#### [Task brief]
Please return each line from the listing below that contains the string "with", treating uppercase and lowercase as different.

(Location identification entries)
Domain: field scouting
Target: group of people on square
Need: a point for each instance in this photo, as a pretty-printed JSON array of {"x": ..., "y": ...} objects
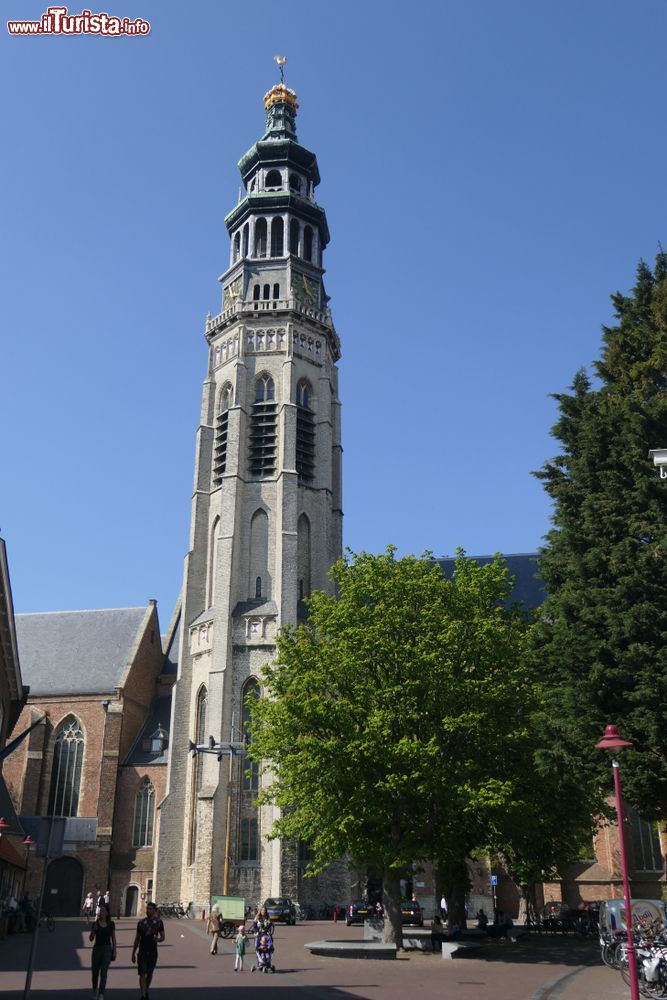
[
  {"x": 93, "y": 902},
  {"x": 214, "y": 927}
]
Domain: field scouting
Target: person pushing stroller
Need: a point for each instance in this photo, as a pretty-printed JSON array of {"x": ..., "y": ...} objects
[
  {"x": 264, "y": 954},
  {"x": 262, "y": 928}
]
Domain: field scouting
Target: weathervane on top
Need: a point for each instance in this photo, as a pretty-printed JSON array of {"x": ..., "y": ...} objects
[{"x": 281, "y": 60}]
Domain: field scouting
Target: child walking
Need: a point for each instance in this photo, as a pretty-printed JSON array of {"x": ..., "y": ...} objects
[{"x": 240, "y": 949}]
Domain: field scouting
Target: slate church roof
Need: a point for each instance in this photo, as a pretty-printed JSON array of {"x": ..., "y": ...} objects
[
  {"x": 77, "y": 652},
  {"x": 528, "y": 590}
]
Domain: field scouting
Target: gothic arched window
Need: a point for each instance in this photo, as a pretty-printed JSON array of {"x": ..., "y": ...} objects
[
  {"x": 67, "y": 766},
  {"x": 294, "y": 236},
  {"x": 308, "y": 243},
  {"x": 277, "y": 231},
  {"x": 249, "y": 840},
  {"x": 221, "y": 432},
  {"x": 260, "y": 238},
  {"x": 303, "y": 556},
  {"x": 144, "y": 813},
  {"x": 197, "y": 768},
  {"x": 251, "y": 772},
  {"x": 305, "y": 431}
]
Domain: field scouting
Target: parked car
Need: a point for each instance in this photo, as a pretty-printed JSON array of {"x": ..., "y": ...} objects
[
  {"x": 281, "y": 910},
  {"x": 357, "y": 912},
  {"x": 412, "y": 913},
  {"x": 556, "y": 917}
]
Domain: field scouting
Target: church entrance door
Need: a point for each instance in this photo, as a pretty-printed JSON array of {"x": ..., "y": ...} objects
[
  {"x": 64, "y": 885},
  {"x": 131, "y": 898}
]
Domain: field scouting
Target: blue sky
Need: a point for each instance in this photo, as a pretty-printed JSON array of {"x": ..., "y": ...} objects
[{"x": 491, "y": 173}]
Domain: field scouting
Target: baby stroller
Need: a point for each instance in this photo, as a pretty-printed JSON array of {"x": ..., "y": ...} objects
[{"x": 264, "y": 954}]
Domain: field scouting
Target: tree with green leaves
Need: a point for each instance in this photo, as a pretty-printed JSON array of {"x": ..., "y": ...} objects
[
  {"x": 601, "y": 633},
  {"x": 397, "y": 724}
]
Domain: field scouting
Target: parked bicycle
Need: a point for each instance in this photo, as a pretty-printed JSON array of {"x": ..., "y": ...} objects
[{"x": 651, "y": 959}]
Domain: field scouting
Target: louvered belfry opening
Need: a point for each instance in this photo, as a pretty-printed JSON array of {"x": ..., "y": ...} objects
[
  {"x": 305, "y": 433},
  {"x": 263, "y": 420},
  {"x": 221, "y": 433}
]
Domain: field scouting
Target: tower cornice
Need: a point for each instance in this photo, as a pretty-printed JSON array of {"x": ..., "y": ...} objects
[
  {"x": 279, "y": 201},
  {"x": 279, "y": 151}
]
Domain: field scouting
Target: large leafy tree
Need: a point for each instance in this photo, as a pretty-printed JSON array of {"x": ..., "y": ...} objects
[
  {"x": 602, "y": 631},
  {"x": 397, "y": 724}
]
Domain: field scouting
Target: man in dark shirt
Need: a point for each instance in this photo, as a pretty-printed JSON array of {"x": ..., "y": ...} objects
[{"x": 150, "y": 933}]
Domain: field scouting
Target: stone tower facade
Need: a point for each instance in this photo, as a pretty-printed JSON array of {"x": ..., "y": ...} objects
[{"x": 266, "y": 519}]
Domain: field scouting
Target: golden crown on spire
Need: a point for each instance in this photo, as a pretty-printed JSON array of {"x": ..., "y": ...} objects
[{"x": 280, "y": 94}]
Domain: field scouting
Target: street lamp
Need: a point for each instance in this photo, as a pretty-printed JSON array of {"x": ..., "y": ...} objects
[
  {"x": 659, "y": 456},
  {"x": 612, "y": 741},
  {"x": 27, "y": 843}
]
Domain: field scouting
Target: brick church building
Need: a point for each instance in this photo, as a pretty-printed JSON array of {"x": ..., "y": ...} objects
[{"x": 117, "y": 703}]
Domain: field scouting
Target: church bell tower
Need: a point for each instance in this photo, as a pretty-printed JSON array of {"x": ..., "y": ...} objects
[{"x": 266, "y": 518}]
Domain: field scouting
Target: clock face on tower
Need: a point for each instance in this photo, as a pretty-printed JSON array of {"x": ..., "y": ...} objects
[
  {"x": 232, "y": 291},
  {"x": 305, "y": 289}
]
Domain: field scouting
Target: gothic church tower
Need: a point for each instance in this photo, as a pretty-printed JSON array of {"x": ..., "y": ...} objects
[{"x": 266, "y": 517}]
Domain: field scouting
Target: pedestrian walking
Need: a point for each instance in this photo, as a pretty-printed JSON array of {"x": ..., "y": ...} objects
[
  {"x": 214, "y": 928},
  {"x": 103, "y": 934},
  {"x": 150, "y": 933},
  {"x": 262, "y": 923},
  {"x": 89, "y": 907},
  {"x": 241, "y": 940}
]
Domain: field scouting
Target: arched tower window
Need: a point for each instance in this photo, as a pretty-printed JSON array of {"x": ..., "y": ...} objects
[
  {"x": 259, "y": 555},
  {"x": 221, "y": 432},
  {"x": 251, "y": 772},
  {"x": 144, "y": 813},
  {"x": 260, "y": 238},
  {"x": 303, "y": 556},
  {"x": 308, "y": 243},
  {"x": 277, "y": 231},
  {"x": 197, "y": 768},
  {"x": 305, "y": 432},
  {"x": 294, "y": 236},
  {"x": 263, "y": 422},
  {"x": 212, "y": 563},
  {"x": 67, "y": 765}
]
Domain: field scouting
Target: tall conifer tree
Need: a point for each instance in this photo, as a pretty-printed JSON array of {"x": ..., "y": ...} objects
[{"x": 602, "y": 635}]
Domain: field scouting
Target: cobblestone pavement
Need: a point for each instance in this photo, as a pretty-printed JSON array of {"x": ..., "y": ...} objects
[{"x": 546, "y": 968}]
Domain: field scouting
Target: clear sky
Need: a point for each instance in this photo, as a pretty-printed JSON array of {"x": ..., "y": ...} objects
[{"x": 491, "y": 172}]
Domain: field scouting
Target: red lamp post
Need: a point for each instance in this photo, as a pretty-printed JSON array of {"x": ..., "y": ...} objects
[{"x": 613, "y": 741}]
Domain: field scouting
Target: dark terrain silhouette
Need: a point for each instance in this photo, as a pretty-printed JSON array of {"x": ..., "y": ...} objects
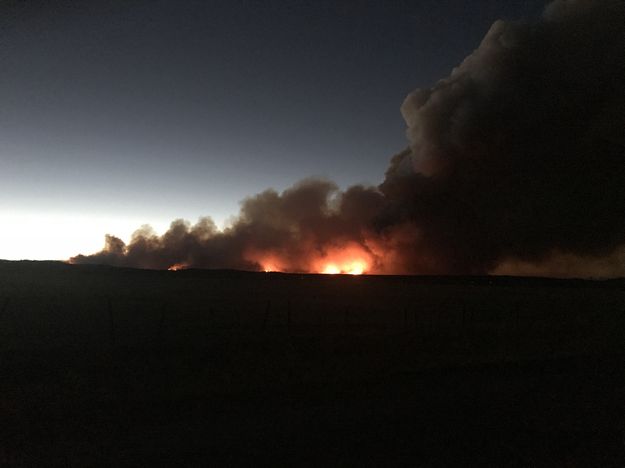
[{"x": 118, "y": 367}]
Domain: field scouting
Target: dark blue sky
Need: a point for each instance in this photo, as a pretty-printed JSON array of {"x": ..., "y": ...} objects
[{"x": 116, "y": 114}]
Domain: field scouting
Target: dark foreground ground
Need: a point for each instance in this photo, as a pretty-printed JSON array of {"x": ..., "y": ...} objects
[{"x": 107, "y": 367}]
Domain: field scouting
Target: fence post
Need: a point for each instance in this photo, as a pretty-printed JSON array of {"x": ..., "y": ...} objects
[
  {"x": 161, "y": 324},
  {"x": 266, "y": 317},
  {"x": 109, "y": 308},
  {"x": 288, "y": 315},
  {"x": 5, "y": 306}
]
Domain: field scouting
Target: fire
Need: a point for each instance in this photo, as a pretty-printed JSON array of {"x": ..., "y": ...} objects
[
  {"x": 348, "y": 258},
  {"x": 355, "y": 267}
]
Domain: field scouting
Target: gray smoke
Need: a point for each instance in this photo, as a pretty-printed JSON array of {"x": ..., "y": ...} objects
[{"x": 516, "y": 159}]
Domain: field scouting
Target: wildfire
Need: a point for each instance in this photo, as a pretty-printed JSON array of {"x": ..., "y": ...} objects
[
  {"x": 348, "y": 259},
  {"x": 355, "y": 267}
]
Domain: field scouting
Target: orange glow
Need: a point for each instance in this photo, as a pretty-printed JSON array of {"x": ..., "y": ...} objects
[
  {"x": 348, "y": 258},
  {"x": 331, "y": 270}
]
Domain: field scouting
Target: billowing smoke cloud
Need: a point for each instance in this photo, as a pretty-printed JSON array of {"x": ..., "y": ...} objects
[{"x": 516, "y": 159}]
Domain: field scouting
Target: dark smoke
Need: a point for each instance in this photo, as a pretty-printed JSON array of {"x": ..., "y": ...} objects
[{"x": 516, "y": 164}]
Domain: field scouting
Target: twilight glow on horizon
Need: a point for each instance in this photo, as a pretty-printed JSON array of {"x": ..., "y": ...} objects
[{"x": 120, "y": 114}]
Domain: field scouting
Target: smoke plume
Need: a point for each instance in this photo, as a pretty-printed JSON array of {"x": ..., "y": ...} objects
[{"x": 516, "y": 163}]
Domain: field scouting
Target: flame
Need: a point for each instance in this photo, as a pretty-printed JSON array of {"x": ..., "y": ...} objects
[
  {"x": 348, "y": 258},
  {"x": 331, "y": 270}
]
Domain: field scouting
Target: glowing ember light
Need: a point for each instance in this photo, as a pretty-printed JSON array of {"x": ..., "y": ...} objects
[
  {"x": 356, "y": 268},
  {"x": 331, "y": 270}
]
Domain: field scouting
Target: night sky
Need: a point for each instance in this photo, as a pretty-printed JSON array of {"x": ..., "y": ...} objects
[{"x": 116, "y": 114}]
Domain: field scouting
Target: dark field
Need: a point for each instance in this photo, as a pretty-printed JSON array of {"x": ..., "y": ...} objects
[{"x": 113, "y": 367}]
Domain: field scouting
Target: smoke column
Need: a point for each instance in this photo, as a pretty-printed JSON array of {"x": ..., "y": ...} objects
[{"x": 515, "y": 165}]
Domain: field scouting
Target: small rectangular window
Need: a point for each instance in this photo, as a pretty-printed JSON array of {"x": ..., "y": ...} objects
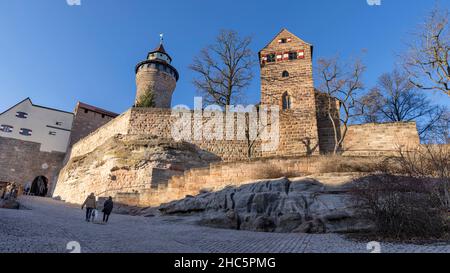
[
  {"x": 6, "y": 128},
  {"x": 25, "y": 132},
  {"x": 271, "y": 58},
  {"x": 292, "y": 55},
  {"x": 21, "y": 115}
]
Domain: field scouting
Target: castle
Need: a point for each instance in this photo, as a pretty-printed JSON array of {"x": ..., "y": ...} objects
[{"x": 93, "y": 163}]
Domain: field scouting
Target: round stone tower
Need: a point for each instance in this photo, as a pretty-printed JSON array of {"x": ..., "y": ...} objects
[{"x": 158, "y": 76}]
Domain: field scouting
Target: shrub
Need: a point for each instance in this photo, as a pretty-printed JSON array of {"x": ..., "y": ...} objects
[
  {"x": 272, "y": 172},
  {"x": 401, "y": 207},
  {"x": 424, "y": 162}
]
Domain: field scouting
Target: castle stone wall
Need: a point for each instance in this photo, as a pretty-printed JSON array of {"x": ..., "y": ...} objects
[
  {"x": 380, "y": 138},
  {"x": 119, "y": 125},
  {"x": 85, "y": 122},
  {"x": 22, "y": 161},
  {"x": 217, "y": 177}
]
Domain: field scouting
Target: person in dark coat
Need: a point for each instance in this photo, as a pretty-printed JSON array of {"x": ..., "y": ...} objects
[
  {"x": 90, "y": 204},
  {"x": 107, "y": 209}
]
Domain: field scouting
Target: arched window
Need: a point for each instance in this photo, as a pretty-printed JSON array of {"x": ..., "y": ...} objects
[{"x": 286, "y": 101}]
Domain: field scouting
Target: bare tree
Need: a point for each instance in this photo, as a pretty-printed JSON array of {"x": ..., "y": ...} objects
[
  {"x": 224, "y": 69},
  {"x": 427, "y": 60},
  {"x": 396, "y": 99},
  {"x": 343, "y": 86}
]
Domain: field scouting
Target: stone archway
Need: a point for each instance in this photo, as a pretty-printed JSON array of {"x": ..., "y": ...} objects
[{"x": 39, "y": 187}]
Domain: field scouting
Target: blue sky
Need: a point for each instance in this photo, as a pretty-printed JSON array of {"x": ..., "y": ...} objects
[{"x": 59, "y": 54}]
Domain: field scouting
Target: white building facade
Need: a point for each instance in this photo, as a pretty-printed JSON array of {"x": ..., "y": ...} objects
[{"x": 28, "y": 122}]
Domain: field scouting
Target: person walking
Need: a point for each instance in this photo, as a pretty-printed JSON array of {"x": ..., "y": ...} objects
[
  {"x": 107, "y": 209},
  {"x": 90, "y": 204}
]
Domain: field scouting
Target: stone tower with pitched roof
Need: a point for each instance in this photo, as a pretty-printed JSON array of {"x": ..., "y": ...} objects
[
  {"x": 287, "y": 81},
  {"x": 158, "y": 76}
]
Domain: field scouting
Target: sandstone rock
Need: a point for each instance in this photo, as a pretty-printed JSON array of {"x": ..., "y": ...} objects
[{"x": 279, "y": 205}]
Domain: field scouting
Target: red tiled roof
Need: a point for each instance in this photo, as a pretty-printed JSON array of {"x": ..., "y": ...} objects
[
  {"x": 160, "y": 48},
  {"x": 96, "y": 109}
]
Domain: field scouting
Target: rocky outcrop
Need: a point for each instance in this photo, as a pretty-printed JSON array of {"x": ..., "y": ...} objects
[
  {"x": 281, "y": 205},
  {"x": 125, "y": 165}
]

#### [Full solution]
Target: tree with green leaves
Target: stone tower with pitched roof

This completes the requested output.